▶ Record excerpts:

┄┄┄┄┄┄┄┄┄┄

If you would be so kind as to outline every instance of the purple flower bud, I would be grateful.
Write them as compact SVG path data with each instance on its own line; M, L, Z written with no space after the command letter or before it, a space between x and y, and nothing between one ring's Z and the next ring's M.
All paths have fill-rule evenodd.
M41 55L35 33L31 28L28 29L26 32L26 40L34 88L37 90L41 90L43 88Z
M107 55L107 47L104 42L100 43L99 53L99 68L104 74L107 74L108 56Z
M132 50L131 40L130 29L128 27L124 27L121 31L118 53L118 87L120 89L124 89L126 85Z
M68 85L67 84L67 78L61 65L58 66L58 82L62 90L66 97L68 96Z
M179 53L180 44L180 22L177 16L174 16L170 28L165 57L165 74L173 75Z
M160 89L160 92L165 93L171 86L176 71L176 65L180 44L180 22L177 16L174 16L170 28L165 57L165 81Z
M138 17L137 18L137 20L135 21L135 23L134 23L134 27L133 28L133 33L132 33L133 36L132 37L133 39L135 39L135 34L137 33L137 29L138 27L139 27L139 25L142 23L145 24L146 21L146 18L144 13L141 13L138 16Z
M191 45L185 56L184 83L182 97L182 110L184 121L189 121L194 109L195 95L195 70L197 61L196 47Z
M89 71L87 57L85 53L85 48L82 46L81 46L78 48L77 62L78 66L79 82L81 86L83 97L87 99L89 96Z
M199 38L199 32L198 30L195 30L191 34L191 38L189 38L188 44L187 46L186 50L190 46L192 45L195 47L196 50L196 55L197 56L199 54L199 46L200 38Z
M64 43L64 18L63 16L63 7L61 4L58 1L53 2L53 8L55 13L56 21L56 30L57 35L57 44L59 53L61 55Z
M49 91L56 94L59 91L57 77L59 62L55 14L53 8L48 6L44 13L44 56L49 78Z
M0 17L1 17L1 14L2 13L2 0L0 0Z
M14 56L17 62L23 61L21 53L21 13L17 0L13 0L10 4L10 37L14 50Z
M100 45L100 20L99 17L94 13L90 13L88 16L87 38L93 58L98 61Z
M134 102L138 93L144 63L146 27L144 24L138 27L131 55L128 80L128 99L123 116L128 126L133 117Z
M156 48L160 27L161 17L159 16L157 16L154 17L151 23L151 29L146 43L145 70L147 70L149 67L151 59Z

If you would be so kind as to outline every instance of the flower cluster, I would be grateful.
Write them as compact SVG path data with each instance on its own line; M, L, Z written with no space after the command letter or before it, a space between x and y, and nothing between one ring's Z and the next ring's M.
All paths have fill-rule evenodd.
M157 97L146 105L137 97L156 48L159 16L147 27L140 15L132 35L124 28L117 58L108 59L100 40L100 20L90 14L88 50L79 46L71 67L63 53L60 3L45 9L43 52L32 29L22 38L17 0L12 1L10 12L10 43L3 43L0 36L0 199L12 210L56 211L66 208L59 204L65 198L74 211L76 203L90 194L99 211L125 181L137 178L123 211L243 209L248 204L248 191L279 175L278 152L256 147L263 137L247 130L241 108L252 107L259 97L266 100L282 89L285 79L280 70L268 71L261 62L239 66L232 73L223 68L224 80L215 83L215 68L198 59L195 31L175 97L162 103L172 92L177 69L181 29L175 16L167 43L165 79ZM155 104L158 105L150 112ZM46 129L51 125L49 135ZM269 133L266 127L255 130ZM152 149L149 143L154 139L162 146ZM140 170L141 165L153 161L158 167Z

┄┄┄┄┄┄┄┄┄┄

▶ Aim of the exercise: Please lay out the records above as a two-column CSV with the headers input and output, giving each record one row with its text under input and its answer under output, each in a single quoted field with line breaks replaced by spaces.

▶ The answer:
input,output
"If you would be so kind as to outline every instance of the purple flower bud, I would be grateful. Write them as compact SVG path data with each instance on its own line; M, L, Z written with no space after the command letter or before it, a space between x and y, and nothing between one ring's Z and the next ring's M. All paths have fill-rule evenodd.","M41 55L35 33L31 28L28 29L26 32L26 40L34 88L37 90L41 90L43 88Z M107 55L107 47L104 42L100 43L99 53L99 68L104 74L107 74L108 56Z M132 50L131 40L130 29L128 27L124 27L121 31L118 53L118 87L120 89L124 89L126 85Z M68 85L67 84L67 78L61 65L58 66L58 82L62 90L66 97L68 96Z M179 53L180 44L180 22L177 16L174 16L170 28L165 57L165 74L173 75Z M160 89L160 92L165 93L171 86L176 71L176 65L180 44L180 22L177 16L174 16L170 28L165 57L165 81Z M138 17L137 18L137 20L135 21L135 23L134 23L134 27L133 28L133 33L132 33L133 36L132 37L133 39L135 39L135 34L137 33L137 29L138 27L139 27L139 25L142 23L145 24L146 21L146 18L144 13L141 13L138 16Z M191 45L185 56L184 83L182 97L182 110L184 121L189 121L194 109L195 95L195 70L197 61L196 47Z M89 71L87 57L85 53L85 48L82 46L81 46L78 48L77 62L78 66L79 82L81 86L83 97L87 99L89 96Z M199 38L199 32L198 30L195 30L191 34L191 38L189 38L188 44L187 46L186 50L190 46L192 45L195 47L196 50L196 55L197 56L199 54L199 46L200 38Z M64 43L64 18L63 16L63 7L61 4L58 1L53 2L53 8L55 13L56 21L56 30L57 35L57 44L59 53L61 55Z M49 91L56 94L59 91L57 77L59 62L55 14L53 8L48 6L44 13L44 56L49 78Z M0 17L1 17L1 14L2 13L2 0L0 0Z M14 56L17 62L23 61L21 53L21 13L17 0L13 0L10 4L10 37L14 50Z M100 45L100 20L99 17L94 13L90 13L88 16L87 38L93 58L98 61Z M134 102L138 93L144 63L146 27L144 24L138 27L131 55L128 80L128 99L123 116L128 126L133 117Z M156 48L160 27L161 17L159 16L157 16L154 17L151 23L151 29L146 43L145 70L147 70L149 67L151 59Z"
"If you would be so kind as to outline every instance of the flower cluster, I would be grateful. Write them as compact SVG path data with each instance on its own line; M, L, Z written with no space after the command letter or before it, a space between x and y, and nothing between one ring's Z and the next ring's M. All paths have fill-rule evenodd.","M157 97L146 105L137 97L156 48L159 16L147 27L140 15L132 35L124 28L117 58L108 59L100 40L100 20L90 14L88 50L79 46L71 67L63 53L60 3L45 9L43 52L32 29L22 38L17 0L12 1L10 12L10 43L3 43L0 36L0 199L12 210L56 211L66 208L59 204L65 198L74 211L76 203L90 194L99 211L125 181L137 178L123 211L243 209L248 204L248 191L279 175L278 152L256 147L263 137L247 130L241 108L252 107L259 97L266 100L282 89L285 79L280 70L268 71L261 62L239 66L232 73L223 68L224 80L215 83L215 68L198 59L195 31L175 97L162 103L172 92L177 69L181 29L175 16L167 43L165 79ZM155 104L158 105L150 112ZM46 129L51 125L49 135ZM269 133L266 127L255 130ZM152 149L149 143L154 139L162 146ZM140 170L141 165L153 161L158 167Z"